• DO THIS: Could you output each line of the data that follows exactly?

[Data extracted from a collection]
-------

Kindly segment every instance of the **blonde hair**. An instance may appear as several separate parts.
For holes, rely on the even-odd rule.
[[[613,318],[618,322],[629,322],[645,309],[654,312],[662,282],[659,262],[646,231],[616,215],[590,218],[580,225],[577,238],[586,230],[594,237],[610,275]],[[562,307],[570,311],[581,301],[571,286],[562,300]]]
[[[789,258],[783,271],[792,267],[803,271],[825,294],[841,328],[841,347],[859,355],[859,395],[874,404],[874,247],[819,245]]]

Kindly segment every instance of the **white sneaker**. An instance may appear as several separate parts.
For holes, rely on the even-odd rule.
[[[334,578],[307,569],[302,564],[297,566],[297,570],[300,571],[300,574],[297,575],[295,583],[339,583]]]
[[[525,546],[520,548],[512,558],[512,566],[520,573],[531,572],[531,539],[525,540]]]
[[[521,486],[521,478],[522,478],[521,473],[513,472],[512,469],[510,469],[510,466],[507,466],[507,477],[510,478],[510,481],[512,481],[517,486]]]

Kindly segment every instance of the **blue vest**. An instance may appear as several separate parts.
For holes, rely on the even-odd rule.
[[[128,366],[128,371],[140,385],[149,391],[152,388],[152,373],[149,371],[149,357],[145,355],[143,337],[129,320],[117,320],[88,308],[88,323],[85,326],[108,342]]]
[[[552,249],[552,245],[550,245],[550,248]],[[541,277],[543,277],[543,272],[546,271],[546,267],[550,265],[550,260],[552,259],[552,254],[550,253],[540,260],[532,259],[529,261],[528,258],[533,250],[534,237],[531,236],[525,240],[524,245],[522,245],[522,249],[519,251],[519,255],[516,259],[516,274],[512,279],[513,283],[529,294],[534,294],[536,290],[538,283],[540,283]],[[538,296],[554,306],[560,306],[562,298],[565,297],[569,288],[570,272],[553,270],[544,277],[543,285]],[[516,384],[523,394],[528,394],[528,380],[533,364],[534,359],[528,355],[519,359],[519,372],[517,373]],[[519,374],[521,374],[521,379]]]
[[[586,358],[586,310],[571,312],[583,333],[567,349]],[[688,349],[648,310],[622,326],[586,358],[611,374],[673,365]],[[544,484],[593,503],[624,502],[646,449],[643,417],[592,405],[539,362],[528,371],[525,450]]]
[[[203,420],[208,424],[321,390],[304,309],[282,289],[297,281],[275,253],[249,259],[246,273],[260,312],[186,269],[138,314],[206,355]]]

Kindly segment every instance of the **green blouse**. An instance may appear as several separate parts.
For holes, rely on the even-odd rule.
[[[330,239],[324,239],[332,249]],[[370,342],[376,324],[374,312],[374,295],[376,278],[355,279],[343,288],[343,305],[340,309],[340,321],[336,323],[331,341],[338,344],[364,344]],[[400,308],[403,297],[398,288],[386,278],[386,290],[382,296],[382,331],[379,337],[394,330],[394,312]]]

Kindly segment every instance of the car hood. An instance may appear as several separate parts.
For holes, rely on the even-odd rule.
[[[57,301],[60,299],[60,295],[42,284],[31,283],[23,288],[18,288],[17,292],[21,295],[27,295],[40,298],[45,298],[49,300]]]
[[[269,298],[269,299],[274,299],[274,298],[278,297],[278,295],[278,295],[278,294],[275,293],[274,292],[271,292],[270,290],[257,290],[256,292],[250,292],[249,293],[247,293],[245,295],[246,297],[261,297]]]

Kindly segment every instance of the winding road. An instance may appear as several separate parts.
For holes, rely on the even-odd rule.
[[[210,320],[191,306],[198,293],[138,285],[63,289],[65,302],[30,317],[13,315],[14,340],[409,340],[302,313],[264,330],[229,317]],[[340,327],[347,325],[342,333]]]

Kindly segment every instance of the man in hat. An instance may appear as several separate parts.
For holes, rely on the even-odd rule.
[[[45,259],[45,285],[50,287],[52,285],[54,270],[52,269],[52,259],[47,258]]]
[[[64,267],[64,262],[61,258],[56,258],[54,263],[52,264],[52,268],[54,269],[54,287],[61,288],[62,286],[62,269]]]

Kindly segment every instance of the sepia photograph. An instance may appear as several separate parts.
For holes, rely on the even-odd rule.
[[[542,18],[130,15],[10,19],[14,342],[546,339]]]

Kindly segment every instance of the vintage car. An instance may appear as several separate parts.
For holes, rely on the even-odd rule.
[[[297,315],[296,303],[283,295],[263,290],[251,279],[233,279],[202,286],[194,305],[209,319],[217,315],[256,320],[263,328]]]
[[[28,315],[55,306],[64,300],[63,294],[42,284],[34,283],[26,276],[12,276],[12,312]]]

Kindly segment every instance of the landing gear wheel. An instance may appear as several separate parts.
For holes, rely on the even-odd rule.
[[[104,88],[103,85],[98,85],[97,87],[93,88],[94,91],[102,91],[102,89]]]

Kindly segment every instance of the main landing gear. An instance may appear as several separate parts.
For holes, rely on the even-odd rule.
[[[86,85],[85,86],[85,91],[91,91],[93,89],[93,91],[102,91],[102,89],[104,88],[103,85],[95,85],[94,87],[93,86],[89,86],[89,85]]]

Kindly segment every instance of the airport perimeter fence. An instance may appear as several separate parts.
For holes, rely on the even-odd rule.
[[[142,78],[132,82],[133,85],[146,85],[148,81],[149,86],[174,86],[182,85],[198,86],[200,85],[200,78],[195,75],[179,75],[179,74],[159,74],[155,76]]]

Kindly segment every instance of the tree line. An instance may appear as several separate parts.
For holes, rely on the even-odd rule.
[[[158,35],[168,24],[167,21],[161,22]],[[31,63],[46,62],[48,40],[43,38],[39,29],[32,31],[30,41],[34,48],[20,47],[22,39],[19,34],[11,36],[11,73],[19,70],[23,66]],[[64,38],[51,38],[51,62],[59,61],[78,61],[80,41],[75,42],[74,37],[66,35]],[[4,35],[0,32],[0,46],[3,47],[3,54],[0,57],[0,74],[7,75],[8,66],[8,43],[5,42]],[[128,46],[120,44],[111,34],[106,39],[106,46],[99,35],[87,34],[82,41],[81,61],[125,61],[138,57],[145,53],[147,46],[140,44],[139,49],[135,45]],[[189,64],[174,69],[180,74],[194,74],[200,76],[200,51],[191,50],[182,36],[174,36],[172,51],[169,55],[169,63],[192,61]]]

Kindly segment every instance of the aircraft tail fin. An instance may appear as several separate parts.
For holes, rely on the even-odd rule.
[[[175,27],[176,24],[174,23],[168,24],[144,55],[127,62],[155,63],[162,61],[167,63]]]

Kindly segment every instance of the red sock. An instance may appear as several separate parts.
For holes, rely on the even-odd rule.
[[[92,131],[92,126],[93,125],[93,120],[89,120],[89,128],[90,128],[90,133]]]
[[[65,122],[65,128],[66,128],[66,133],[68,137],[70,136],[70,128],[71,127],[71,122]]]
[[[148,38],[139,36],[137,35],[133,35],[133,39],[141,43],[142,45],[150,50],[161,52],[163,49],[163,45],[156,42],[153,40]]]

-------

• WORKED SOLUTION:
Kindly segment every instance of the **blonde hair**. An instance may appear as several separate parts.
For holes, rely on the even-odd rule.
[[[613,318],[618,322],[629,322],[645,309],[654,312],[662,282],[659,262],[646,231],[616,215],[590,218],[580,225],[577,238],[586,230],[594,237],[610,275]],[[562,307],[570,311],[581,301],[571,286],[562,300]]]
[[[789,258],[783,271],[792,267],[803,271],[825,294],[841,328],[841,347],[859,355],[859,395],[874,404],[874,247],[819,245]]]

Kindly segment every instance of the **white sneaker**. An instance may appear as several separate parts.
For holes, rely on the even-odd rule.
[[[334,578],[307,569],[302,564],[297,566],[297,570],[300,571],[300,574],[297,575],[295,583],[339,583]]]
[[[525,546],[520,548],[512,558],[512,566],[520,573],[531,572],[531,539],[525,540]]]
[[[521,486],[521,478],[522,478],[521,473],[513,472],[512,469],[510,469],[510,466],[507,466],[507,477],[510,478],[510,481],[512,481],[517,486]]]

Kindly segment every instance of the **blue vest**. An instance may appear as several separate parts.
For holes, rely on the even-odd rule.
[[[128,366],[128,371],[140,385],[149,391],[152,388],[152,373],[149,371],[149,357],[145,355],[143,337],[129,320],[117,320],[88,308],[88,323],[85,326],[108,342]]]
[[[552,249],[552,245],[550,245],[550,248]],[[541,277],[543,277],[543,272],[546,271],[546,267],[550,265],[550,260],[552,259],[552,254],[550,253],[540,260],[532,259],[529,261],[528,258],[533,250],[534,237],[531,236],[525,240],[524,245],[522,245],[522,249],[519,251],[519,255],[516,259],[516,274],[512,279],[513,283],[529,294],[534,294],[536,290],[538,283],[540,283]],[[538,296],[554,306],[560,306],[562,298],[565,297],[569,288],[570,272],[553,270],[544,277],[543,285]],[[516,384],[523,394],[528,394],[528,380],[533,364],[534,359],[528,355],[519,359],[519,372],[517,373]],[[519,374],[521,374],[521,379]]]
[[[586,358],[586,310],[571,312],[583,333],[567,349]],[[688,349],[648,310],[622,326],[586,358],[611,374],[673,365]],[[544,484],[593,503],[624,502],[646,449],[643,417],[592,405],[539,362],[528,371],[525,450]]]
[[[203,420],[208,424],[321,390],[304,309],[282,289],[297,281],[275,253],[249,259],[246,273],[260,312],[186,269],[138,314],[206,355]]]

Kindly segment every instance of the **green blouse**. An instance may appear as several separate parts.
For holes, rely on the even-odd rule.
[[[330,239],[324,239],[332,249]],[[370,342],[376,324],[374,312],[374,295],[376,278],[355,279],[343,288],[343,305],[340,309],[340,321],[336,323],[331,341],[338,344],[364,344]],[[400,308],[403,297],[398,288],[386,278],[386,290],[382,296],[382,331],[379,337],[394,330],[394,312]]]

Kindly segment every instance of the car hood. An instance may appear as several separate parts.
For holes, rely on the even-odd rule.
[[[57,301],[60,299],[60,295],[42,284],[31,283],[23,288],[18,288],[17,292],[21,295],[27,295],[40,298],[45,298],[49,300]]]
[[[269,298],[269,299],[274,299],[274,298],[278,297],[278,295],[278,295],[278,294],[275,293],[274,292],[271,292],[270,290],[257,290],[256,292],[250,292],[249,293],[247,293],[245,295],[246,297],[261,297]]]

Kindly segment every instance of the winding road. An instance may appear as several separate parts.
For holes, rely on the even-odd rule.
[[[210,320],[191,306],[198,293],[138,285],[63,289],[65,302],[30,317],[13,315],[14,340],[409,340],[302,313],[264,330],[229,317]],[[340,327],[347,325],[342,333]]]

Kindly segment every instance of the man in hat. An instance may appear as several separate parts.
For holes, rely on the even-odd rule.
[[[45,259],[45,285],[50,287],[52,285],[54,270],[52,269],[52,259],[47,258]]]
[[[64,267],[64,262],[61,258],[56,258],[54,263],[52,264],[52,268],[54,269],[54,287],[61,288],[62,286],[62,269]]]

Kindly segment every instance of the sepia photograph. An instance may appear as several separate parts.
For holes, rely on the even-odd rule.
[[[542,18],[130,15],[10,19],[14,342],[546,339]]]

Kindly segment every instance of the vintage car. An instance may appear as several separate parts.
For holes, rely on the even-odd rule.
[[[297,315],[296,303],[283,295],[263,290],[251,279],[233,279],[202,286],[194,305],[209,319],[217,315],[256,320],[263,328]]]
[[[28,315],[55,306],[64,300],[63,294],[42,284],[34,283],[26,276],[12,276],[12,312]]]

Kindly segment every instance of the landing gear wheel. An instance may appear as several separate parts.
For holes, rely on the even-odd rule.
[[[104,88],[103,85],[98,85],[97,87],[93,88],[94,91],[102,91],[102,89]]]

Kindly segment every instance of the main landing gear. An instance may appear as several separate parts.
For holes, rely on the even-odd rule.
[[[86,85],[85,86],[85,91],[91,91],[93,89],[93,91],[102,91],[102,89],[104,88],[103,85],[95,85],[94,87],[93,86],[89,86],[89,85]]]

Kindly segment every instance of the airport perimeter fence. An instance may appear as several separate parts.
For holes, rely on the even-odd rule.
[[[142,78],[132,82],[133,85],[146,85],[148,81],[149,86],[174,86],[182,85],[198,86],[200,85],[200,78],[195,75],[179,75],[179,74],[159,74],[155,76]]]

Kindly segment every instance of the tree line. An instance may appear as several separate parts.
For holes, rely on the even-odd rule.
[[[158,35],[168,24],[167,21],[161,22]],[[31,63],[46,62],[48,40],[43,38],[39,29],[32,31],[30,41],[34,48],[20,47],[22,39],[19,34],[11,36],[11,73],[19,70],[23,66]],[[64,38],[51,38],[51,62],[59,61],[78,61],[80,41],[75,42],[74,37],[66,35]],[[4,35],[0,32],[0,46],[3,47],[3,54],[0,57],[0,74],[7,75],[8,66],[8,43],[5,42]],[[128,46],[120,44],[111,34],[106,39],[106,46],[99,35],[87,34],[82,41],[81,61],[125,61],[138,57],[145,53],[147,46],[140,44],[139,49],[135,45]],[[189,64],[174,69],[180,74],[194,74],[200,76],[200,51],[191,50],[182,36],[174,36],[172,51],[169,55],[169,63],[192,61]]]

Kindly segment every instance of the aircraft tail fin. An instance may appear as several separate parts.
For holes, rely on the even-odd rule.
[[[175,27],[176,24],[174,23],[168,24],[144,55],[127,62],[155,63],[162,61],[167,63]]]

Kindly segment every instance of the red sock. An instance may appear as several separate parts.
For holes, rely on the even-odd rule.
[[[92,131],[92,126],[93,125],[93,120],[89,120],[89,128],[90,128],[90,133]]]
[[[65,122],[65,128],[66,128],[66,133],[68,137],[70,136],[70,128],[71,127],[71,122]]]
[[[148,38],[139,36],[137,35],[133,35],[133,39],[141,43],[142,45],[150,50],[161,52],[163,49],[163,45],[156,42],[153,40]]]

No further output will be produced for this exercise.